__ASSIGNED TASK__:
Only a number is expected in reply: the number of lines below that include the word "tree".

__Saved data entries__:

┌──

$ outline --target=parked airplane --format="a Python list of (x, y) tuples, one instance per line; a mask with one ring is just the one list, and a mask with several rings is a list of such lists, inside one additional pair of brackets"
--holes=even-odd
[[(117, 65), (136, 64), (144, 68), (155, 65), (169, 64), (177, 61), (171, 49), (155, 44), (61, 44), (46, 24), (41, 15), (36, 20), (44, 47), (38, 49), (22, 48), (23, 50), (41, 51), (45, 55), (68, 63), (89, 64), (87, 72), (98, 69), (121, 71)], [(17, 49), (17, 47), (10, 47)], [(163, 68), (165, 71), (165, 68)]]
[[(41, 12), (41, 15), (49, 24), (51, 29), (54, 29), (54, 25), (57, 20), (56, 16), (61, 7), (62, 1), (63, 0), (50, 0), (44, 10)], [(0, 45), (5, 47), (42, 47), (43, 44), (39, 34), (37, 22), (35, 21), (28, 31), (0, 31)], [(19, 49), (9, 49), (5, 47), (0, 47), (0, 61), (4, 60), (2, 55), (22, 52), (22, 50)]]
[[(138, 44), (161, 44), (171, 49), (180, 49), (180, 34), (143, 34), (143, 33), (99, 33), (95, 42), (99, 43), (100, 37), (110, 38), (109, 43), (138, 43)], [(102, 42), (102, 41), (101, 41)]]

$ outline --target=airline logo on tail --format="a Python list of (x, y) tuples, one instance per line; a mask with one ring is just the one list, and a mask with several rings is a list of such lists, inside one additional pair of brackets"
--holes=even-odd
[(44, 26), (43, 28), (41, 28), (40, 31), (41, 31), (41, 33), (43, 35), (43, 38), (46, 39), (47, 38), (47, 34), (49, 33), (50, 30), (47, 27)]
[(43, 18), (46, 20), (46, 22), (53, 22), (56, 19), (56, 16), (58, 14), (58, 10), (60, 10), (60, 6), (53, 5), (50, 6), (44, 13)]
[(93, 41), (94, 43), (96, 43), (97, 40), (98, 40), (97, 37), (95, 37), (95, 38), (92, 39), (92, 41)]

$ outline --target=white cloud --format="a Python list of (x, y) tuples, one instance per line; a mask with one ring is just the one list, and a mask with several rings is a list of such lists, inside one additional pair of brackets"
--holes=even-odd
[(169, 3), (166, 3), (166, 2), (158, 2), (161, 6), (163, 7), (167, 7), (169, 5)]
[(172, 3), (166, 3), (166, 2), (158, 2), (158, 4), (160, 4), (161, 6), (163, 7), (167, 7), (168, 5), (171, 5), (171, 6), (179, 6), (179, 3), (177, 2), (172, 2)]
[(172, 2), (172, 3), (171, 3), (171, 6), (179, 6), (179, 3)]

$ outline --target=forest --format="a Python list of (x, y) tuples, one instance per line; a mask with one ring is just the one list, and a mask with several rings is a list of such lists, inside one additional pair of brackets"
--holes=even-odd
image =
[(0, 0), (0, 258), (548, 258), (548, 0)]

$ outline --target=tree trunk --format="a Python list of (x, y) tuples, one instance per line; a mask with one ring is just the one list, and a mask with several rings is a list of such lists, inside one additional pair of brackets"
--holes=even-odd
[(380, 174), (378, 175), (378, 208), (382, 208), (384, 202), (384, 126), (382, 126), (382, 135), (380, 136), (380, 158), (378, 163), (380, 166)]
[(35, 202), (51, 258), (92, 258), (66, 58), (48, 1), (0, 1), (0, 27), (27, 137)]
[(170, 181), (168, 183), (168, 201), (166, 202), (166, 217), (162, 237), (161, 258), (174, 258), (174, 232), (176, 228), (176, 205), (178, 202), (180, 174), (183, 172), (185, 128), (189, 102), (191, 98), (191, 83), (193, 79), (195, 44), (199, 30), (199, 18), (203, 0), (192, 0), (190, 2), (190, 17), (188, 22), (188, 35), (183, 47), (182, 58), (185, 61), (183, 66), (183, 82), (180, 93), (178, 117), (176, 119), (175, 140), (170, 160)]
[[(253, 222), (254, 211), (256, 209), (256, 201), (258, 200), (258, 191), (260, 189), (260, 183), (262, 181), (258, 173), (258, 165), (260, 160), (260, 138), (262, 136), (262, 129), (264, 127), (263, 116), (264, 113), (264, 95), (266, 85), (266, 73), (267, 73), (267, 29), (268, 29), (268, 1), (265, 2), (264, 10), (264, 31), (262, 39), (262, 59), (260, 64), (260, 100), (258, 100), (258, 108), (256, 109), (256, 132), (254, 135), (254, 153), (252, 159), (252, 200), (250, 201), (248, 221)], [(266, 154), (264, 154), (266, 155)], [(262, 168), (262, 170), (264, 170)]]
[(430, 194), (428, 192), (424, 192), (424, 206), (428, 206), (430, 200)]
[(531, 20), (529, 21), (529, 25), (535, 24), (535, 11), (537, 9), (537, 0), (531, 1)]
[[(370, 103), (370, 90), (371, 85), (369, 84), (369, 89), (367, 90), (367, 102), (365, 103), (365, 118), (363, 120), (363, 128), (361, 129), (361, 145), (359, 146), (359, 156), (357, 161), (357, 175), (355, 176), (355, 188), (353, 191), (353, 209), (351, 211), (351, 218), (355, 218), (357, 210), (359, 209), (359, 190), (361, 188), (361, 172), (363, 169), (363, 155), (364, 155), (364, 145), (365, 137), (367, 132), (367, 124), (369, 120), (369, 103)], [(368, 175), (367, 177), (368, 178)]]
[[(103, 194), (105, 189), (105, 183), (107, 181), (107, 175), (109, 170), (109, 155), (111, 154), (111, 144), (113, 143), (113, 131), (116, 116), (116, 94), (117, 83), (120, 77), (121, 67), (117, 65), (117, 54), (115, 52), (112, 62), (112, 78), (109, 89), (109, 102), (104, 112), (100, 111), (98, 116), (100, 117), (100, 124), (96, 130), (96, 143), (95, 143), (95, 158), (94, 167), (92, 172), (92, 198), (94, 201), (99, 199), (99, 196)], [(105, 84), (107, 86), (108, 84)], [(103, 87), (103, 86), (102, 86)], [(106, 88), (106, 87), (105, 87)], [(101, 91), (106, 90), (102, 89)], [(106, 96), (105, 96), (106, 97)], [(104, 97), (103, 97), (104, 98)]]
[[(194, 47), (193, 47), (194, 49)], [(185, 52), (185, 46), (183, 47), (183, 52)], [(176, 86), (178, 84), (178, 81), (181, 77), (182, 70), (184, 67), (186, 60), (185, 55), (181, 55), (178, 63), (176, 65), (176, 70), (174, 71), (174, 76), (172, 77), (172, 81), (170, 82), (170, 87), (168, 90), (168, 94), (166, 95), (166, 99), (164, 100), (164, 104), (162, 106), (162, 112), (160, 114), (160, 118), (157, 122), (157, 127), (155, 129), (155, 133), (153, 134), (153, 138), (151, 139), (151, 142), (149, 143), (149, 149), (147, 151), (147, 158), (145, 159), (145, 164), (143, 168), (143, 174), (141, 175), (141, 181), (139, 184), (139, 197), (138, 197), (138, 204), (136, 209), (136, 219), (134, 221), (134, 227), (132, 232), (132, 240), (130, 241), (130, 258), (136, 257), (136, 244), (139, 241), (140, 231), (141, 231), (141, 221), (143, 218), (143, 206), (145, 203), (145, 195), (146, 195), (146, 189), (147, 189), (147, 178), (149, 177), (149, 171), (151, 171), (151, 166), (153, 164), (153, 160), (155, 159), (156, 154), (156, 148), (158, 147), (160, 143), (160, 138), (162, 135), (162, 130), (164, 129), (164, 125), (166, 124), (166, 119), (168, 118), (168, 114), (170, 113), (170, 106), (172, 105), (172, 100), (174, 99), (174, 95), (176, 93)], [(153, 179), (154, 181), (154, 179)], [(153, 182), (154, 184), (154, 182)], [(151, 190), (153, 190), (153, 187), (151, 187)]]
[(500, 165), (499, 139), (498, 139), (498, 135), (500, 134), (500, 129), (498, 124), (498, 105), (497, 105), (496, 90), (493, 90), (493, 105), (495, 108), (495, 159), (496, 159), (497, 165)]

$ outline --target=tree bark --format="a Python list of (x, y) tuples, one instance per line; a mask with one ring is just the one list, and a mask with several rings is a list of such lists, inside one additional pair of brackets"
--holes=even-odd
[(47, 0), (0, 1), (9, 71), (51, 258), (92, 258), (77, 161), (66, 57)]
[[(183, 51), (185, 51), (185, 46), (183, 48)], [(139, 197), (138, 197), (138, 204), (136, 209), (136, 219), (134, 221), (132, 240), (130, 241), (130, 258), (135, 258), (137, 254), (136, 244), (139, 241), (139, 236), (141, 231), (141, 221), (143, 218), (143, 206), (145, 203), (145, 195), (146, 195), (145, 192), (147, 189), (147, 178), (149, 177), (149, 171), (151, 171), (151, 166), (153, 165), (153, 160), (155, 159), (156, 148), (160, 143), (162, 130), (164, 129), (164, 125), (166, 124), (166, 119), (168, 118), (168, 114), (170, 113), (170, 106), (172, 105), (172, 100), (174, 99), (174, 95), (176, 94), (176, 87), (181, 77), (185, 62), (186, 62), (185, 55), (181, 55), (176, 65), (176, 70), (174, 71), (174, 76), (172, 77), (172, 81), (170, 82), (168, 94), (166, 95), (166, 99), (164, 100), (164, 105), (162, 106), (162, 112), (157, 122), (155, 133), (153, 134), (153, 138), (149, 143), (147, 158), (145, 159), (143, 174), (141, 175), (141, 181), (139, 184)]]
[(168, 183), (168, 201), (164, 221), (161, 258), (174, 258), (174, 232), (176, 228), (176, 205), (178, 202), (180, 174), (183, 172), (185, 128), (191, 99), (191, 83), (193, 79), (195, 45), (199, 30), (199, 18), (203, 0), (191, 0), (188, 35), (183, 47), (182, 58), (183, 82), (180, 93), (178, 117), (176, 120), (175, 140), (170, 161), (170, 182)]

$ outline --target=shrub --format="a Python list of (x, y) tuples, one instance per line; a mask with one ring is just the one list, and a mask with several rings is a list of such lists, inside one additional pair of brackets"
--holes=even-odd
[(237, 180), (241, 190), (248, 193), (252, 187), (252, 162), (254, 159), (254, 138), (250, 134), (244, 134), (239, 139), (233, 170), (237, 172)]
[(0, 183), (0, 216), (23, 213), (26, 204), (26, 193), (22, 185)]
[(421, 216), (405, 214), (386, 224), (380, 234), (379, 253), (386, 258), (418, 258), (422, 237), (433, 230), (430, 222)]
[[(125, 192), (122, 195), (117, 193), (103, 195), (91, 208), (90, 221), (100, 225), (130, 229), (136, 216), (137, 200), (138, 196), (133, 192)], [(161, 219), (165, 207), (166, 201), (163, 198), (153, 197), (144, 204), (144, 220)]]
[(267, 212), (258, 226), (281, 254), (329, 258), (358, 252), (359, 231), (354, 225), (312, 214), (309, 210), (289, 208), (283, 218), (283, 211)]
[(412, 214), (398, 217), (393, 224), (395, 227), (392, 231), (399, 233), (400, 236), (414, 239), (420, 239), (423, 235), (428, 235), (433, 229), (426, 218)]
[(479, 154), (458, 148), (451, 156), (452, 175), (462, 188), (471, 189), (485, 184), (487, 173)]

└──

__EXERCISE RESULT__:
2